[Collected data entries]
*-*-*
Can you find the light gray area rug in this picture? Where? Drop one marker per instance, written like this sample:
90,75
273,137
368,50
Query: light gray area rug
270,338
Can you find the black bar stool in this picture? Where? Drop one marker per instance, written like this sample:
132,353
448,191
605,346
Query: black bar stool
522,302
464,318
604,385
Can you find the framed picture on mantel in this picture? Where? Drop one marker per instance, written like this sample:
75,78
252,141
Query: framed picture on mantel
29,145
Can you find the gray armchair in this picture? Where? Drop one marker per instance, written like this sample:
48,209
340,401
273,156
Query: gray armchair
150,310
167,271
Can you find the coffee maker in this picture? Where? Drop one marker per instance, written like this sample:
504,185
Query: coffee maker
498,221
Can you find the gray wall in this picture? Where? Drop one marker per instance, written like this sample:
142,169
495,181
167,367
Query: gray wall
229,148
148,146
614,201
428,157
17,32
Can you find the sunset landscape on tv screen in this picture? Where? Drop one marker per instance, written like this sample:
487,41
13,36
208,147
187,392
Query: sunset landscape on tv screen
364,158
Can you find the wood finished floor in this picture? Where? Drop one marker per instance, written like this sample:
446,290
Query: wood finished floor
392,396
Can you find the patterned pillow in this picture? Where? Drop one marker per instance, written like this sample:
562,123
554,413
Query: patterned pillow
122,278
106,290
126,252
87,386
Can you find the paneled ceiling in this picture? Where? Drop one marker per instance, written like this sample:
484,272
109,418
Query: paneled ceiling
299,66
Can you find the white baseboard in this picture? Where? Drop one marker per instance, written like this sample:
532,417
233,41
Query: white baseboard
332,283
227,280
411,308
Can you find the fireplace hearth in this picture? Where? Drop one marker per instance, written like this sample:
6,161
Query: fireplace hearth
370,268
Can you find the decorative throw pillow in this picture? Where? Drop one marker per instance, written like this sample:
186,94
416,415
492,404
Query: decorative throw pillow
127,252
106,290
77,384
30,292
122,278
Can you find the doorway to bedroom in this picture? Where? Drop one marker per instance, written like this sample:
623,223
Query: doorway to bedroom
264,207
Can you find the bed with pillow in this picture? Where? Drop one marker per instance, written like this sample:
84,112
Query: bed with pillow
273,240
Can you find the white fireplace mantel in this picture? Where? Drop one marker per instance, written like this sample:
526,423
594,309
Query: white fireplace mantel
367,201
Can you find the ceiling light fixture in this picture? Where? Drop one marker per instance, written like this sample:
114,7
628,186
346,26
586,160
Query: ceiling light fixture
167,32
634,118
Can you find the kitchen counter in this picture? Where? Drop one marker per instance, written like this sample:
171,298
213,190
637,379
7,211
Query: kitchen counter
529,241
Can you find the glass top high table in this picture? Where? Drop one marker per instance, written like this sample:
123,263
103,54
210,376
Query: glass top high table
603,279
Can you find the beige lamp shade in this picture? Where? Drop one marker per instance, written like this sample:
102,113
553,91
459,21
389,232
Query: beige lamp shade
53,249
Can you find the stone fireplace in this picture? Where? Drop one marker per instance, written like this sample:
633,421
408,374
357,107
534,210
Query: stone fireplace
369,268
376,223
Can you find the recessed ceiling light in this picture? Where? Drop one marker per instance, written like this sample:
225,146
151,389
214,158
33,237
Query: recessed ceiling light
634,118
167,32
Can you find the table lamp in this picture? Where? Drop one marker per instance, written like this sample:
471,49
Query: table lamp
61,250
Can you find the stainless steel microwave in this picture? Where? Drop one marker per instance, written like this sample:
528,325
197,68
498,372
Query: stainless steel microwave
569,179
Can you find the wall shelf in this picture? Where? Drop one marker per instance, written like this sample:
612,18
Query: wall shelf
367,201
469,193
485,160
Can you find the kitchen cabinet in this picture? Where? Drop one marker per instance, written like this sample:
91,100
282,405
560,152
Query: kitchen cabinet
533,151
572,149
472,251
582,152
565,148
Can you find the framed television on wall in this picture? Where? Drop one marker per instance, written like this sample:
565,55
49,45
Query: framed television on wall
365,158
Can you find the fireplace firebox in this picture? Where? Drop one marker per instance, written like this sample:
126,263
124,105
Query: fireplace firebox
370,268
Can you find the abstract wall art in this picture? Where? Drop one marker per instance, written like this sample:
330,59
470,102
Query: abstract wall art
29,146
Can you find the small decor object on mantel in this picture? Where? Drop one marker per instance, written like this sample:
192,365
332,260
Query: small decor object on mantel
*-*-*
** Work order **
Copy out all the entries shown above, character for character.

** Result **
Can you find the light gray area rug in this picture? Where? Drop one marker per instance, written like this sample:
90,75
273,137
368,50
Query: light gray area rug
270,338
Can you find the black bar stool in this picture? Where? Drop one marker per instance, written like this sample:
132,353
448,191
605,346
Query: black bar stool
522,302
464,318
604,385
Can you find the framed picture on mantel in this picture? Where? Drop one marker per instance, written like this sample:
75,78
252,141
Query: framed picture on mantel
29,145
Can you find the gray armchair in this picture? Where? Drop one marker per instance, written like this sample:
48,209
340,401
273,156
Query: gray armchair
150,310
167,271
Can you find the coffee maker in this picture? Where? Drop one marker per instance, written like this sample:
504,185
Query: coffee maker
498,221
Can you find the gray wall in this picture? Where? Drop one marker per instance, written like this sample:
142,169
495,181
167,367
Query: gray wall
229,148
148,146
614,201
428,157
17,32
Can you find the sunset landscape on tv screen in this picture? Where? Drop one marker per instance, written like this sample:
487,41
13,36
208,147
187,392
Query: sunset landscape on tv screen
364,158
Can you find the wood finished floor in this picture? Where? Drop one marker per instance, written like this sample:
446,290
Query: wood finished floor
392,396
Can you find the patterned pillow in this picture? Where? Drop one marker per instance, written like this sample:
562,123
554,413
Query: patterned pillow
122,278
106,290
126,252
87,386
Can you find the paneled ceiling in this picture? Where? Drop one marker per instance, written like this sample:
484,272
109,418
Query: paneled ceiling
299,66
Can you find the white baseboard in this picture? Where? Drop one marker per instance, written like this sample:
532,417
233,41
Query: white baseboard
332,283
227,280
411,308
Can you find the fireplace hearth in this picture? Where? Drop one marker per instance, written like this sample:
6,161
Query: fireplace hearth
370,268
Can you find the decorative throw pillow in this picture? Where? Drop one marker per instance, written like this sample:
186,94
416,415
492,404
Query: decorative throw pillow
127,252
106,290
77,384
30,292
122,278
Can you find the doorway to bedroom in this picture? Where? Drop one marker per instance, written like this sample:
623,223
Query: doorway to bedroom
264,207
Can you find the bed with pillow in this picture? Where? Drop one marker per instance, written like this sample:
84,112
Query: bed with pillow
273,240
Can you find the white fireplace mantel in this picture? Where? Drop one marker per instance, written like this sample:
526,423
594,309
Query: white fireplace mantel
367,201
Can you find the ceiling light fixture in this picture? Where? Drop one marker per instance, written like this sample:
114,7
628,186
346,26
586,160
Query: ceiling light fixture
167,32
634,118
Can you find the kitchen counter in this picture? Where? Drop one marker per instance, written like this sample:
171,298
213,190
637,379
7,211
Query: kitchen counter
529,241
Can you find the glass top high table in this picture? Where? Drop one marker per instance, written like this sample:
123,263
103,54
210,376
Query: glass top high table
603,279
Can you find the beige lamp shade in this picture? Where? Drop one marker per instance, written like this sample:
102,113
553,91
459,21
389,232
Query: beige lamp shade
53,249
Can you find the stone fireplace in this picture? Where? Drop one marker per instance, written like this sample:
633,421
408,374
357,107
534,210
Query: stone fireplace
369,268
376,223
Can you find the recessed ceiling light in this picture? Where? Drop one marker per instance, written like this sample:
225,146
151,389
214,158
33,237
Query: recessed ceiling light
634,118
167,32
Can you find the table lamp in this picture? Where? Drop one marker per instance, written like this sample:
471,49
Query: table lamp
61,250
Can you find the stainless steel microwave in this picture? Where? Drop one marker per instance, written like this sample:
528,325
197,68
498,372
Query: stainless steel microwave
569,179
Can you find the wall shelf in this picture? Where? Drop one marker per instance, written like this sample:
612,18
Query: wall shelf
367,201
469,193
485,160
Can you find the kitchen cabinet in this picture? Where? Drop one marker per instance, written like this sample:
91,100
282,405
560,152
Query: kitchen cabinet
533,151
572,149
472,251
582,152
565,148
Can you find the framed television on wall in this picture? Where? Drop one marker per instance, written like this sample:
565,55
49,45
Query: framed television on wall
365,158
Can you find the fireplace firebox in this picture? Where? Drop one marker per instance, written like this sample:
126,263
124,105
Query: fireplace firebox
370,268
Can you find the abstract wall art in this picture? Where? Drop one marker per instance, written like this sample:
330,59
470,102
Query: abstract wall art
29,146
Can you find the small decor object on mantel in this picture? Where? Drop one marker per instance, written like this sample:
192,365
332,260
Query: small decor object on mantel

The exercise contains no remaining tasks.